**TEXT BLOCK**
>>>>

Updated: Apr 28, 2020
Children at home during COVID-19 are facing lessons and challenges their parents couldn’t even imagine. Most children are having at least some amount of screen time every day, so learning how to navigate digital and online environments is an essential skill that will be useful throughout their lives.
Media literacy is the ability to identify different types of online media and communications, and effectively understand the message being conveyed. This selection of children’s books provides a fun way to teach children how to think critically and become informed consumers of online media.
1. “The Very Inappropriate Word” by Jim Tobin and Dave Coverly
No matter the age or generation they’re born in, children are inevitably exposed to bad words at some point. While typically this might have come from older siblings or at the playground, the Internet provides a new place for children to come into contact with expletives. The book’s protagonist Michael loves to learn and collect new words. When one day he learns a new ‘inappropriate’ word he decides to use it at school. “The Very Inappropriate Word” provides a perfect tool to start a conversation about how words can affect people both online and offline, and encourages children to focus on positive ways to expand their vocabulary,” says Jane Clayton, a teacher at Academized and Psychology Assignment Help.

<<<<

**EXERCISE REQUIREMENTS**
In the media literacy text, what does Michael, the protagonist of "The Very Inappropriate Word," love to do? The data after this point comes from a separate source.

**DATA PROVIDED**
>>>>

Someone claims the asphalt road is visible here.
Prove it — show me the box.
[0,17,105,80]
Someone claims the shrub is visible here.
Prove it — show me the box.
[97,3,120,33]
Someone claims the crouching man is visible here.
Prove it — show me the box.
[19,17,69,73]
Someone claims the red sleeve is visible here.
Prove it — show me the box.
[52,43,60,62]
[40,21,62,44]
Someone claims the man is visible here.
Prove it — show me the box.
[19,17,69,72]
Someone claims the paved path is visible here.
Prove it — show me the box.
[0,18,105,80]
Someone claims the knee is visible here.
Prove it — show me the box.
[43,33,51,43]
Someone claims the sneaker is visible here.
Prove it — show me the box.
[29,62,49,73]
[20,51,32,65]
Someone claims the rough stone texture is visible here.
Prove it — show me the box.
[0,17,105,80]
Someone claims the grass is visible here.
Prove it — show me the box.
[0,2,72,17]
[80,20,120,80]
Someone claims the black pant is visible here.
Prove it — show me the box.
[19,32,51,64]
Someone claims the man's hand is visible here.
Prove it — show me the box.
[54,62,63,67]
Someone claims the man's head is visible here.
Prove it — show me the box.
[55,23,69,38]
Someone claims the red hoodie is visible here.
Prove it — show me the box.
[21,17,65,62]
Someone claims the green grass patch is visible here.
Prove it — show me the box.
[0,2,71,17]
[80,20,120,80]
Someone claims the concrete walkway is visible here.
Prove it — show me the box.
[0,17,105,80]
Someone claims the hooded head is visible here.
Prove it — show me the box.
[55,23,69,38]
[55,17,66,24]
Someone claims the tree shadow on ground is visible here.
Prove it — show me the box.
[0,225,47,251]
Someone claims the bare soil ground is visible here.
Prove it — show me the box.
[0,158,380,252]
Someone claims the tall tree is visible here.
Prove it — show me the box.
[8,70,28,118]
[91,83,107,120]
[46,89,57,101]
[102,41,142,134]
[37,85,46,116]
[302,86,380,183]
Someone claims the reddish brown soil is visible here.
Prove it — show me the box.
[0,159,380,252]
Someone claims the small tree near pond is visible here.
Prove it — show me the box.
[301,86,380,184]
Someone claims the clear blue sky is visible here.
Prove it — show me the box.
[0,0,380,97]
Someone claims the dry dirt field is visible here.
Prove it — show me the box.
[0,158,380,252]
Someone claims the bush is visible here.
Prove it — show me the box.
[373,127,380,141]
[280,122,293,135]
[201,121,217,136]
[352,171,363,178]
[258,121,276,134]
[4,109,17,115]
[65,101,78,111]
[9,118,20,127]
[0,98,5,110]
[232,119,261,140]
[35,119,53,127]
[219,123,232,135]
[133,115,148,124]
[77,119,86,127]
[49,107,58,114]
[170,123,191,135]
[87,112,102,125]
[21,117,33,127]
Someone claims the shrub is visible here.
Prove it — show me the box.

<<<<

**TASK RESULT**
He loves to learn and collect new words.